* [What is asked]
1/ Give again, with no change, the stretch of the holiday hesitation column from "Had my holiday" through "Christmas . . .".
2/ Carry on the holiday hesitation column from where it stops.

A Few Good Moms: Can you handle the truth about holiday hesitation?

Sometimes it takes a little nudge, or some reassurance from mom, to embrace the holiday season.
Sometimes it takes a little nudge, or some reassurance from mom, to embrace the holiday season. Getty Images/iStockphoto

The mom frowns as she straightens the stockings over the hearth, mentally running down an endless To Do list. She notices her son sitting in the corner staring at the fireplace. “Mom, will you help me write a letter to Santa?” he asks. “Of course,” she says, “Do you want to tell him your list?”

“I want to tell him not to come,” he answers.

You want the truth about holiday hesitation? I think you can handle it.

The year my youngest son asked if we could write a letter to Santa telling him not to come, my maternal life flashed before my eyes. Boy, it looked like I had really done it this time.

Had my holiday hesitation spilled over into my family’s experience? It made me cringe to think so. I began to consider my recent seasonal transgressions:

First, there was my tendency to moan and groan about the gangbuster arrival of the Christmas season. In my defense, Christmas displays and music appear immediately following Halloween; who can blame my unenthusiastic reaction? Come on, people! Let’s focus on Thanksgiving first – especially since my brother and sister-in-law host that gathering. All I have to do is run the Turkey Trot with my crew, show up for the big meal, and try not to let the guilt suffocate me. Oh, and also plan to take my turn at Christmas . . .

* [Dataset]
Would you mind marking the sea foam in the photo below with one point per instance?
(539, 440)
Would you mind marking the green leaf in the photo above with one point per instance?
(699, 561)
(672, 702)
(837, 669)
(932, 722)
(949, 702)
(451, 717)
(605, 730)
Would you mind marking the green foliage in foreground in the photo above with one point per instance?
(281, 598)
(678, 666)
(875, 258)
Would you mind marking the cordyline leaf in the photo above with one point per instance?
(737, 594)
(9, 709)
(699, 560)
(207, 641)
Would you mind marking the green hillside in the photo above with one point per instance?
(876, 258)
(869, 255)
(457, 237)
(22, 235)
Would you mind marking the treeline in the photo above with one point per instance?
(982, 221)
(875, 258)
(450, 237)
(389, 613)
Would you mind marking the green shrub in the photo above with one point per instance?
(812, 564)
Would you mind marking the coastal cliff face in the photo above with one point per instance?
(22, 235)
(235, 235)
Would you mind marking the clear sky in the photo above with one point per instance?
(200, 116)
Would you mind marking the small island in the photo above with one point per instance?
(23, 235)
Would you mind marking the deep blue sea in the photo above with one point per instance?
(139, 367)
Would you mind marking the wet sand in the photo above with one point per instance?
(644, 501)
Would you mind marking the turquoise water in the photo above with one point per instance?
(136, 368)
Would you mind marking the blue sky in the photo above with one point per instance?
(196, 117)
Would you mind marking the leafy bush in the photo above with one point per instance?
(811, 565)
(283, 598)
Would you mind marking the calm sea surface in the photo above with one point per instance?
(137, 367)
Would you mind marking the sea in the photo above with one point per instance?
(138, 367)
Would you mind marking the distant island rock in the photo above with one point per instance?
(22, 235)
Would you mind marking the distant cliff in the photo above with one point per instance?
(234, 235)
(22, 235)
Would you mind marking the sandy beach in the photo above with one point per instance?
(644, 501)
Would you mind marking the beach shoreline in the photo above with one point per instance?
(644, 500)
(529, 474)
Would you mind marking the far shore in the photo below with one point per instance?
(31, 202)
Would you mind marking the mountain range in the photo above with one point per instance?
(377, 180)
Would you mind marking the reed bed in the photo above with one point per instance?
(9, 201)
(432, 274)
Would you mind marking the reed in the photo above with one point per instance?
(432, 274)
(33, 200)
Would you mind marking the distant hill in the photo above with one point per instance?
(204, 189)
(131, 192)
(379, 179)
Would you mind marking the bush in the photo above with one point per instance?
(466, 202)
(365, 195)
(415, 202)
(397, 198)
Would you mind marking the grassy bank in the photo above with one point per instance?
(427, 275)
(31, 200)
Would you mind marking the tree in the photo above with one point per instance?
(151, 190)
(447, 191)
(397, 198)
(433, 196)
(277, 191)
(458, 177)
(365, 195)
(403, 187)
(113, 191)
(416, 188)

* [Answers for this exercise]
1/
Had my holiday hesitation spilled over into my family’s experience? It made me cringe to think so. I began to consider my recent seasonal transgressions:

First, there was my tendency to moan and groan about the gangbuster arrival of the Christmas season. In my defense, Christmas displays and music appear immediately following Halloween; who can blame my unenthusiastic reaction? Come on, people! Let’s focus on Thanksgiving first – especially since my brother and sister-in-law host that gathering. All I have to do is run the Turkey Trot with my crew, show up for the big meal, and try not to let the guilt suffocate me. Oh, and also plan to take my turn at Christmas . . .

2/
Was my son in the room when I picked up my laptop and threatened to throw it out the window? I am pretty sure the dog was the only one who witnessed those antics. Of course, he might have heard me hollering at my Inbox, as it refilled precipitously with holiday deals and incredible offers and free shipping if ordered in the next five minutes and exclusive opportunities just for me that I wouldn’t have been surprised if the whole system just crashed under the weight of my potential consumerism.

Speaking of which, perhaps he witnessed my panic attack after shoving yet another mysterious brown box into the back room where I’d set up the wrapping supplies on a card table. How many boxes were in there, anyway? Didn’t we absolutely agree to dial it down this year? Funny, I know other times I have felt a real joy in gift giving. Why does that feeling often escape me at Christmas?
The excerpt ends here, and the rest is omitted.